*Short problem*.
Repeat the material exactly as it appears.

Location identification entries
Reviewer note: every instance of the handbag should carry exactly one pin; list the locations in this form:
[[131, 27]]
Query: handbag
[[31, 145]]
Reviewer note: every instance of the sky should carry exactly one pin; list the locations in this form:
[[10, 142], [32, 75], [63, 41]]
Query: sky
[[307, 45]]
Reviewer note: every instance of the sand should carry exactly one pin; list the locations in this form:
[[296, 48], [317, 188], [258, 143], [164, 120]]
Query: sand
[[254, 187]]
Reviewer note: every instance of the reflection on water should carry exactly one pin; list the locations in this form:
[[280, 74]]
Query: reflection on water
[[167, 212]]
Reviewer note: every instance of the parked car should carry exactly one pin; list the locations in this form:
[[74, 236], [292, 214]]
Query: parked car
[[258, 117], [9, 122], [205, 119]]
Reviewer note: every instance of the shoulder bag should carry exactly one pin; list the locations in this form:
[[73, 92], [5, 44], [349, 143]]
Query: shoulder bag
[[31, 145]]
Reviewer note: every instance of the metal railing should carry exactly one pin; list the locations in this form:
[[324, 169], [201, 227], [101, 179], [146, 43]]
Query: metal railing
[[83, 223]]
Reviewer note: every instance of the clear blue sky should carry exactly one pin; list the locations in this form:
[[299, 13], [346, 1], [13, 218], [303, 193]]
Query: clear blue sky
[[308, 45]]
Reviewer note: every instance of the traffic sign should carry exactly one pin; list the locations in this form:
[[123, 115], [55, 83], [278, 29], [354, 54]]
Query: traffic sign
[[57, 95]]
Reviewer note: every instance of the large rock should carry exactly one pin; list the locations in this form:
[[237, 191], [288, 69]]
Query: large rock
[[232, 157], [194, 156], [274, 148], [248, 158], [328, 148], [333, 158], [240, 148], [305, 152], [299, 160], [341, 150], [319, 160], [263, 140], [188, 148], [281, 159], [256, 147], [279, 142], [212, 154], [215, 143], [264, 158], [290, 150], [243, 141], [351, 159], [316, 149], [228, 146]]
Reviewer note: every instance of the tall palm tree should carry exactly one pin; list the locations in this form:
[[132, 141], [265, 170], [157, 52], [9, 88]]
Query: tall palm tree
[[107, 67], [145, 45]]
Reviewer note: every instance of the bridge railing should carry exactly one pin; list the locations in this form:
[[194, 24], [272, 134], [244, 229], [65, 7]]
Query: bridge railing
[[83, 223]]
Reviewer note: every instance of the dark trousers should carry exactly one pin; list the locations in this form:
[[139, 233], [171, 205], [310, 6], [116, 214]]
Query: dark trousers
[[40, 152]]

*Result for this exercise*.
Reviewer note: every instance of the handbag should carry exactly one pin; list the locations in this form:
[[131, 27]]
Query: handbag
[[31, 145]]
Reviewer note: every instance of the sky should carry exactly one pin; list the locations in this form:
[[10, 142], [32, 75], [63, 41]]
Query: sky
[[307, 45]]
Reviewer note: every instance of the sand should carry exactly one pin; list the locations in this form:
[[296, 48], [317, 188], [258, 143], [164, 120]]
Query: sand
[[254, 187]]
Reviewer note: every instance of the reflection on water should carry exactly one pin; list the locations in this form:
[[280, 74]]
Query: reflection on water
[[167, 212]]
Reviewer note: every instance of the parked car should carry exactly one pin; list the locations in this form:
[[74, 236], [292, 214]]
Query: parked car
[[258, 117], [9, 122], [205, 119]]
Reviewer note: every instance of the shoulder bag should carry exactly one pin; list the locations in this form:
[[73, 92], [5, 44], [349, 143]]
Query: shoulder bag
[[31, 145]]
Reviewer note: every instance of the metal railing should carry exactly one pin; list the locations in this form:
[[324, 169], [201, 227], [101, 179], [146, 43]]
Query: metal railing
[[83, 223]]
Reviewer note: every instance of the clear blue sky should carry exactly one pin; list the locations in this form:
[[299, 13], [346, 1], [13, 218], [303, 193]]
Query: clear blue sky
[[308, 45]]
Reviewer note: every instance of the traffic sign should carry exactly one pin; list the locations in this form:
[[123, 115], [55, 83], [278, 29], [354, 54]]
Query: traffic sign
[[57, 95]]
Reviewer note: every instance of the large rock should carry exactly one pin; list the locations in this form:
[[237, 191], [288, 69]]
Query: large rock
[[232, 157], [194, 156], [274, 148], [248, 158], [328, 148], [333, 158], [240, 148], [305, 152], [299, 160], [341, 150], [319, 160], [263, 140], [188, 148], [281, 159], [256, 147], [279, 142], [212, 154], [215, 143], [264, 158], [290, 150], [243, 141], [351, 159], [316, 149], [228, 146]]
Reviewer note: every instance of the tall palm tree should carry exactly one pin; list the locations in this form:
[[132, 141], [265, 170], [157, 52], [9, 88]]
Query: tall palm tree
[[107, 67], [145, 45]]
Reviewer note: every instance of the bridge railing should carry exactly one pin; list the locations in this form:
[[194, 24], [272, 134], [244, 229], [65, 7]]
Query: bridge railing
[[83, 223]]
Reviewer note: every instance of the dark trousers should carry exactly one pin; list the locations in this form:
[[139, 233], [171, 205], [310, 6], [116, 214]]
Query: dark trousers
[[40, 152]]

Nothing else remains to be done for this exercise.